Assignment: Restate the records that follow. Every word must match.

Information supplied:
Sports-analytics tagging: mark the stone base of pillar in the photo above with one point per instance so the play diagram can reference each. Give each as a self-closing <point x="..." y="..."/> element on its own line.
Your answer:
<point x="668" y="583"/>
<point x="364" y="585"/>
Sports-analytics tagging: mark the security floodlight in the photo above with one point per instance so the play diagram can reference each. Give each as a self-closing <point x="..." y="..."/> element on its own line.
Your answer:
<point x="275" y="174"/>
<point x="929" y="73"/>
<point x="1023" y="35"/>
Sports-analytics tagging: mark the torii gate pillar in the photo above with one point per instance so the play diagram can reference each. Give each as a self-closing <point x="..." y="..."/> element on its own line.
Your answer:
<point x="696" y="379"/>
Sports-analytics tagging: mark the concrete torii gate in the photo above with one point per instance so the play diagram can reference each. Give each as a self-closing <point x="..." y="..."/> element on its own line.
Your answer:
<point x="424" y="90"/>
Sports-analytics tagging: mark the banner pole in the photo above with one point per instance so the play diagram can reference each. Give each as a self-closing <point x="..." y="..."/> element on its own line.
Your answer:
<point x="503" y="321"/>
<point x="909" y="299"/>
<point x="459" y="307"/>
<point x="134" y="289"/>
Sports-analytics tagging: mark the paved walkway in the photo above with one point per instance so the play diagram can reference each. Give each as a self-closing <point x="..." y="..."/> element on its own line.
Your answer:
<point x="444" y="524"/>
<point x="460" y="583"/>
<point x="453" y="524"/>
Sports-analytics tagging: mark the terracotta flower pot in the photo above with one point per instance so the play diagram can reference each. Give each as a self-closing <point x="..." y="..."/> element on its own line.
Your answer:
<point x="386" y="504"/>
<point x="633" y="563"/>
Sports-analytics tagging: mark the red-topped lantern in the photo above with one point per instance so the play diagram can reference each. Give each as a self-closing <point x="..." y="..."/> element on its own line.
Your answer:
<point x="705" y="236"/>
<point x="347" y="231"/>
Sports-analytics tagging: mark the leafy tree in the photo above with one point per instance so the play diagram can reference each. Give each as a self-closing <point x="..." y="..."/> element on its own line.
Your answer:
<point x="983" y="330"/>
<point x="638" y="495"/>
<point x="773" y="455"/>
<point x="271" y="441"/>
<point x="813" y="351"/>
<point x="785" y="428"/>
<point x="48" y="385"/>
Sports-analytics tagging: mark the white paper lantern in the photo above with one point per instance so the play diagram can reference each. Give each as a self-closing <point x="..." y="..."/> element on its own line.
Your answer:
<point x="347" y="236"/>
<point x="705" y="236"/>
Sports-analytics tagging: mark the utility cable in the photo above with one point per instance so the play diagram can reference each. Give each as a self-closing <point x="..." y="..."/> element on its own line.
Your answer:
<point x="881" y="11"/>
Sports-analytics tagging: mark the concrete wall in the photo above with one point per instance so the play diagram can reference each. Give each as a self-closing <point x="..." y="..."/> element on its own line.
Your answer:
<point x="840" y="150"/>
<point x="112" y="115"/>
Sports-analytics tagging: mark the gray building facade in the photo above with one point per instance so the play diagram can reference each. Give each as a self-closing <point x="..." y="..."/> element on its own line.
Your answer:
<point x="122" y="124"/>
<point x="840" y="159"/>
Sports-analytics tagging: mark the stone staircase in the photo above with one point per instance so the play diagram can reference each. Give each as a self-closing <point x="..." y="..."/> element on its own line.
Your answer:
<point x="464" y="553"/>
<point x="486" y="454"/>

Exercise response:
Sports-analytics tagging: mark the stone base of pillar in the photo above with one point per instance so the play diagram can reference each. Give each as a self-closing <point x="..." y="..."/> element on its own line.
Your answer:
<point x="668" y="583"/>
<point x="364" y="585"/>
Sports-analytics tagging: mark the security floodlight in the photo above with one point per instance so the play diagram can reference each. Give each as a self-closing <point x="..." y="..."/> element on its own line.
Your answer:
<point x="275" y="174"/>
<point x="929" y="73"/>
<point x="1023" y="35"/>
Sports-analytics tagging: mark the torii gate pillar in the photo above with one point per instance so the play diagram can reference each. Give each as a self-closing <point x="..." y="..."/> element on its own line.
Your answer:
<point x="696" y="379"/>
Sports-analytics tagging: mark the concrete torii gate in the photo above with one point per instance so the play diagram can reference each. Give each as a self-closing <point x="..." y="..."/> element on its own line.
Your answer:
<point x="424" y="90"/>
Sports-analytics tagging: mark the banner pole in the photo above with one point per instance so the play diagram can reference each. Give each as a self-closing <point x="..." y="..."/> element on its own line.
Your answer:
<point x="503" y="321"/>
<point x="909" y="299"/>
<point x="459" y="307"/>
<point x="134" y="289"/>
Sports-analytics tagging: mark the paved walkway in the photo above with one point per instance so the play diagram can reference each. Give each as a self-closing <point x="..." y="..."/> element on its own line.
Your answer:
<point x="444" y="524"/>
<point x="460" y="583"/>
<point x="453" y="524"/>
Sports-analytics tagging: mark the terracotta flower pot in the photo above with one point per instance so the play diagram can reference each. Give each as a self-closing <point x="..." y="..."/> element on its own line.
Your answer:
<point x="386" y="504"/>
<point x="633" y="563"/>
Sports-analytics tagging: mark the red-topped lantern in the photo above with one point per instance so the play diagram can reference each. Give each as a self-closing <point x="..." y="..."/> element on its own line.
Your answer:
<point x="705" y="236"/>
<point x="347" y="231"/>
Sports-analytics tagging: mark the leafy tree in the photo above with one point per instance so the play diagram can reference each. Give each as a self-closing <point x="..." y="..."/> element on its own line.
Your answer:
<point x="983" y="330"/>
<point x="638" y="495"/>
<point x="773" y="455"/>
<point x="271" y="441"/>
<point x="813" y="351"/>
<point x="785" y="428"/>
<point x="48" y="385"/>
Sports-analytics tagging: mark the white paper lantern in the photo above with one point per instance so the play diagram can reference each. Give each as a self-closing <point x="..." y="..."/> element on its own line.
Your answer:
<point x="347" y="236"/>
<point x="705" y="236"/>
Sports-analytics tagging: mark the utility cable in the photo above with one point per instance so the play diagram can reference each. Give each as a self-closing <point x="..." y="..."/> element on its own line.
Your answer:
<point x="881" y="11"/>
Sports-analytics tagging: mark the concrete wall in the photo above with one point per instance so the play diagram can reference each. Give each as a self-closing <point x="..." y="..."/> element on its own line.
Your answer:
<point x="840" y="150"/>
<point x="112" y="115"/>
Sports-analytics tagging: mark the gray building facade in the photo above with one point per instance so the play diagram can reference each. Give each as a self-closing <point x="..." y="..."/> element on its own line.
Your answer:
<point x="122" y="124"/>
<point x="840" y="159"/>
Sports-analytics tagging: mark the stone staircase in the photo above with one point per instance so the play diagram can reference each. Give each as a self-closing <point x="..." y="..."/> element on its own line.
Your answer:
<point x="464" y="553"/>
<point x="486" y="454"/>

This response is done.